◆ Passage given ◆
** begin **
Hello, I'm starting to test the Kubernetes Agent o...
# prefect-server
m
Hello, I'm starting to test the Kubernetes Agent on Prefect 1.x....our requirement is to run up to 1000 concurrent jobs. With the standard executor I'm seeing a memory requirement of about 200MB per job, so we'd struggle to reach 1000 concurrent jobs on our moderately sized K8s cluster. Would the Static Dask Cluster approach be a better option? Are there any trade-offs in terms of reliability compared to using Kubernetes jobs - our workload is expected to be a mixture of short running (a minute) and long running (a few minutes to an hour) jobs - which might influence our approach towards reliability.
k
I’ve been thinking a lot about this personally. Using something like mapping to create flow runs, each with its own pod puts a high burst on Kubernetes. It’s very common to see some pods unable to spin up because they aren’t able to get resources. If they have the same Python requirements, you can just use Dask and mapping to submit tasks to the cluster. The Dask engine itself will have retries for your work. You can have multiple jobs on one worker. You don’t need to waste a lot of time on initialization. Dask can then handle the auto-scaling on it’s side and has fault tolerance mechanisms already to retry work. Kubernetes will just label the pod as failed, and then Prefect would have to re-submit that for you using the Lazarus proces. I would suggest just using Dask to orchestrate the jobs
m
Thanks Kevin, we'll give that a try
Hi @Kevin Kho, have had some delays but now progressing on this again. Local testing was very encouraging, on our K8s cluster we are still running with the KubernetesAgent, but I'd like to switch that to the LocalAgent so that we avoid the pod per workflow overhead. Are there any other consideration that we should be aware of when making this change?
** end **
◆ Set tasks ◆
1. List each advantage of Dask that the reply beginning "I’ve been thinking a lot about this personally" gives in the thread.
2. Write out the thread from "Hello, I'm starting to test the Kubernetes Agent o..." up to and including "approach towards reliability.", substituting "parallel jobs" for "concurrent jobs".

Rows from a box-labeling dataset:
** begin **
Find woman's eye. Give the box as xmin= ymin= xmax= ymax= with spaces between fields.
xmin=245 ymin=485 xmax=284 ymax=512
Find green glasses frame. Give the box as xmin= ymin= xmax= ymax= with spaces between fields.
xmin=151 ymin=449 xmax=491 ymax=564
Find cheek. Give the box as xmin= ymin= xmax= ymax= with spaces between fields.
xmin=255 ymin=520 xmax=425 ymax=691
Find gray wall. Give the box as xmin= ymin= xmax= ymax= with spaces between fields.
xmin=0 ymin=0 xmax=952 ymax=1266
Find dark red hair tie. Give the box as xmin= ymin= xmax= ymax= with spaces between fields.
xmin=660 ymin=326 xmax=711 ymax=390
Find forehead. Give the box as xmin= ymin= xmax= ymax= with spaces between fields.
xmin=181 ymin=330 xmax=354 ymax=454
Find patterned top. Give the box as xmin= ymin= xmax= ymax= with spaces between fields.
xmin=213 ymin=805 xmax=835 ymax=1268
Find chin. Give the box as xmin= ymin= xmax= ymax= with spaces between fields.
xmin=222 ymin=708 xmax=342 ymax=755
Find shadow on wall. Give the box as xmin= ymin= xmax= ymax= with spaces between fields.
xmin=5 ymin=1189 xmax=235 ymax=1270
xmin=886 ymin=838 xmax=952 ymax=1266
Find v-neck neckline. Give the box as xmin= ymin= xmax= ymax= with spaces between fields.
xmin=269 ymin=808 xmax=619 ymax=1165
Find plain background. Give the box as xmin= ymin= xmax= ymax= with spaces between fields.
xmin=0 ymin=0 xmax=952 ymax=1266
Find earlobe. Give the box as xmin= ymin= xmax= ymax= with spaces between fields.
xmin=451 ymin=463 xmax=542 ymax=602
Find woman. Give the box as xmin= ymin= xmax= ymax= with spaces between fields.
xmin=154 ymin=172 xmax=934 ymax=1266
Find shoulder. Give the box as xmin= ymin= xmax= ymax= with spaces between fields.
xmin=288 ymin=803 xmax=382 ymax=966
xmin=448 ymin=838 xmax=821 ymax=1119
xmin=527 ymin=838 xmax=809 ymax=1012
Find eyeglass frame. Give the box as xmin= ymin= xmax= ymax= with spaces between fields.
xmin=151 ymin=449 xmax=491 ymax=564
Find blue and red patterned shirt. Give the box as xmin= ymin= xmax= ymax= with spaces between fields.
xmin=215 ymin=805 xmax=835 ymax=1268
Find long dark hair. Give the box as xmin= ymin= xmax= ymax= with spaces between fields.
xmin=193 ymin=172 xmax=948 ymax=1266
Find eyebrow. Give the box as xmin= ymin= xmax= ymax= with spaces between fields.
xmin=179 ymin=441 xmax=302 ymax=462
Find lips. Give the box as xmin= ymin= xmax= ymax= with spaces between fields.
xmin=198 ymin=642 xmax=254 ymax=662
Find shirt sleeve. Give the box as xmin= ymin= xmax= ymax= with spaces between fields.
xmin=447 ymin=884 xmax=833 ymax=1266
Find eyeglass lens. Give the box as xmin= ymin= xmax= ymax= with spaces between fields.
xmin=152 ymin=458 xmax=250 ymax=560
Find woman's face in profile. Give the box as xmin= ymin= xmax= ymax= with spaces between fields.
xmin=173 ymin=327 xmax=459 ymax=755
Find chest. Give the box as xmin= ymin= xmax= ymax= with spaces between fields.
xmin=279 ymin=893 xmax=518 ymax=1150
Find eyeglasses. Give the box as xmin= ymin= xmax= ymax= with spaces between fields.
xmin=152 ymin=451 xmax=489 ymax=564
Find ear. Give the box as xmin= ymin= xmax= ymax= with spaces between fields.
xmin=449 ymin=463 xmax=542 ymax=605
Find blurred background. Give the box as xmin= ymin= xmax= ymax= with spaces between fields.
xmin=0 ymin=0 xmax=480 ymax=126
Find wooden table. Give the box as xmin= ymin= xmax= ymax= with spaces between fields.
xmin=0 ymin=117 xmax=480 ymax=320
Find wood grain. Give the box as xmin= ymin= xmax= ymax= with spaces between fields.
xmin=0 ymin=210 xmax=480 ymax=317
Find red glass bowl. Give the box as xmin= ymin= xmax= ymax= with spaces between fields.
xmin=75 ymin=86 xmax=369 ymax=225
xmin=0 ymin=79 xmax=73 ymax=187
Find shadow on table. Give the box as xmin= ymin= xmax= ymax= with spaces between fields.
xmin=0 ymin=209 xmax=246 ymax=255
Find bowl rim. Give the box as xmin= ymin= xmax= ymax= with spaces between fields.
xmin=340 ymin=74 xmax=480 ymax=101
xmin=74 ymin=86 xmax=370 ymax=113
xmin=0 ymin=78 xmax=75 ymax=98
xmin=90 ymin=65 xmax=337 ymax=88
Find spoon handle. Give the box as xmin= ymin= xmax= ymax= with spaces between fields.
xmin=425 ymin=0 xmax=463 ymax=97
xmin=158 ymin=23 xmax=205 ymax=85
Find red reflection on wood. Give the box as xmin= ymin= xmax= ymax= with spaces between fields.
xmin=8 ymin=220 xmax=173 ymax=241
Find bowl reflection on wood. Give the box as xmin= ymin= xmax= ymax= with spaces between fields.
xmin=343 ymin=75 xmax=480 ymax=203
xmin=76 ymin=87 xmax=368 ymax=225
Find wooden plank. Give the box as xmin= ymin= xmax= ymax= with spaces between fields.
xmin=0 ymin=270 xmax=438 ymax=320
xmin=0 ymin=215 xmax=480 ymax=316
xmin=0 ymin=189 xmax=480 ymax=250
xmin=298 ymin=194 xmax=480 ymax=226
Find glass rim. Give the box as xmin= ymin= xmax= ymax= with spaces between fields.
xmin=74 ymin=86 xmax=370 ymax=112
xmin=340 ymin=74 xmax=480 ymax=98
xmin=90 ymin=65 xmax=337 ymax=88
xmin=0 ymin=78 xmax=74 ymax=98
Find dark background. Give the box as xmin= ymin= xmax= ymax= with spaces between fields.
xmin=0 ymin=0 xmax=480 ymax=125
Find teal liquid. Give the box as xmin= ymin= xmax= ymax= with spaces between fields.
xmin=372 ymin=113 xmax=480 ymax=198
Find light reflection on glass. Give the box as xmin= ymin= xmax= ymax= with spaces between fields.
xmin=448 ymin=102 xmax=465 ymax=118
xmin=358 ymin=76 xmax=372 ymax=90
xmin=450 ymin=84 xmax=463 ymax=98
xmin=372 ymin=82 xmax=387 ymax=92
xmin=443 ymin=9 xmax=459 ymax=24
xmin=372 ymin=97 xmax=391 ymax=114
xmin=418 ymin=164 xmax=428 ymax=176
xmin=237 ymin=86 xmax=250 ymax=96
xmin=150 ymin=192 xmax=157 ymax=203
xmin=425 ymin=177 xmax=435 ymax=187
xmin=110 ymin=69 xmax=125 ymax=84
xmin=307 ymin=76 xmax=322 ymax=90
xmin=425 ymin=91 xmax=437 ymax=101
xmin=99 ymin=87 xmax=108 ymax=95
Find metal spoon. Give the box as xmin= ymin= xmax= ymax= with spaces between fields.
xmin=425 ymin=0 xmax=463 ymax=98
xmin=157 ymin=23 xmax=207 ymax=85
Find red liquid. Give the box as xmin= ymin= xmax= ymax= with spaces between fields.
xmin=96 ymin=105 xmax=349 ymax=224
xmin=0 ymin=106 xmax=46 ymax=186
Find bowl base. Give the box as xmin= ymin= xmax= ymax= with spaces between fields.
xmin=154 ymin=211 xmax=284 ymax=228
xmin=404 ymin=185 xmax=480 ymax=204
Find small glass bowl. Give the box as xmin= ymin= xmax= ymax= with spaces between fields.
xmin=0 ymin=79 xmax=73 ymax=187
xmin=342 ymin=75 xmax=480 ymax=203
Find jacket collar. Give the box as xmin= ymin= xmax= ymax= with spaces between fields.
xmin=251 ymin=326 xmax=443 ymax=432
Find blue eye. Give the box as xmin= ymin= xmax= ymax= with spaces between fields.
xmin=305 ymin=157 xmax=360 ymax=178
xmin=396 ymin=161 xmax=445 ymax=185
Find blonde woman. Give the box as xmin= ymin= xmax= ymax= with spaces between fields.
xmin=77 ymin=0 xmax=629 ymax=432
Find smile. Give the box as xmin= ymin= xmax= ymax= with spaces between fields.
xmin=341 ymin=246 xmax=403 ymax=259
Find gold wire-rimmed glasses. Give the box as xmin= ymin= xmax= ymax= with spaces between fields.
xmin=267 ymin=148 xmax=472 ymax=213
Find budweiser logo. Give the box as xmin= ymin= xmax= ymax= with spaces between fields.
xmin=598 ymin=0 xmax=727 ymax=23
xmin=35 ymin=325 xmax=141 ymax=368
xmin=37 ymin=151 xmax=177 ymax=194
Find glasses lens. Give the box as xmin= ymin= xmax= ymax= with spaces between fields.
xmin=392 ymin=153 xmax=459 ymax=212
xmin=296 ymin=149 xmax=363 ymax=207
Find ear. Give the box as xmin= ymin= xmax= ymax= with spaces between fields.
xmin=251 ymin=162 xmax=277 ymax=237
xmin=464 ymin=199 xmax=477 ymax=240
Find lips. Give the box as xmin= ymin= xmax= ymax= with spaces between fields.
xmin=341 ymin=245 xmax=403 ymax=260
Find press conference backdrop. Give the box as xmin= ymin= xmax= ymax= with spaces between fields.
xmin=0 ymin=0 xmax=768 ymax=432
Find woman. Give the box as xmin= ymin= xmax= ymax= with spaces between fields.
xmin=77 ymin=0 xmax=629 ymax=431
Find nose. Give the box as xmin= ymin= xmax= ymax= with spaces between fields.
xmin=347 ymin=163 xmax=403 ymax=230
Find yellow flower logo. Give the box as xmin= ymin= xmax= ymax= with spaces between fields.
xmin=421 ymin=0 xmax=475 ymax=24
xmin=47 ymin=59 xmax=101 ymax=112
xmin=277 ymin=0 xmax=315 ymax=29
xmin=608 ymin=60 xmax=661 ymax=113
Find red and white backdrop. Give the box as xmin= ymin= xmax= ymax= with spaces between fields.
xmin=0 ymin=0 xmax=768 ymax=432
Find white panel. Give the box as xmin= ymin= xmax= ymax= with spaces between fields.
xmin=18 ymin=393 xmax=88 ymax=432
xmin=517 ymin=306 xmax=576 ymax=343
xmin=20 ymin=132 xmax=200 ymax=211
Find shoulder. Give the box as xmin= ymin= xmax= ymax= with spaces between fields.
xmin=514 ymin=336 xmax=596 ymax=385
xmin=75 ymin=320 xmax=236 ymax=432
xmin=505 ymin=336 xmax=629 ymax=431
** end **
◆ Task-by-task outputs ◆
1.
- The Dask engine itself will have retries for your work.
- You can have multiple jobs on one worker.
- You don't need to waste a lot of time on initialization.
- Dask can handle the auto-scaling on its side.
- Dask has fault tolerance mechanisms already to retry work.

2.
Hello, I'm starting to test the Kubernetes Agent o...
# prefect-server
m
Hello, I'm starting to test the Kubernetes Agent on Prefect 1.x....our requirement is to run up to 1000 parallel jobs. With the standard executor I'm seeing a memory requirement of about 200MB per job, so we'd struggle to reach 1000 parallel jobs on our moderately sized K8s cluster. Would the Static Dask Cluster approach be a better option? Are there any trade-offs in terms of reliability compared to using Kubernetes jobs - our workload is expected to be a mixture of short running (a minute) and long running (a few minutes to an hour) jobs - which might influence our approach towards reliability.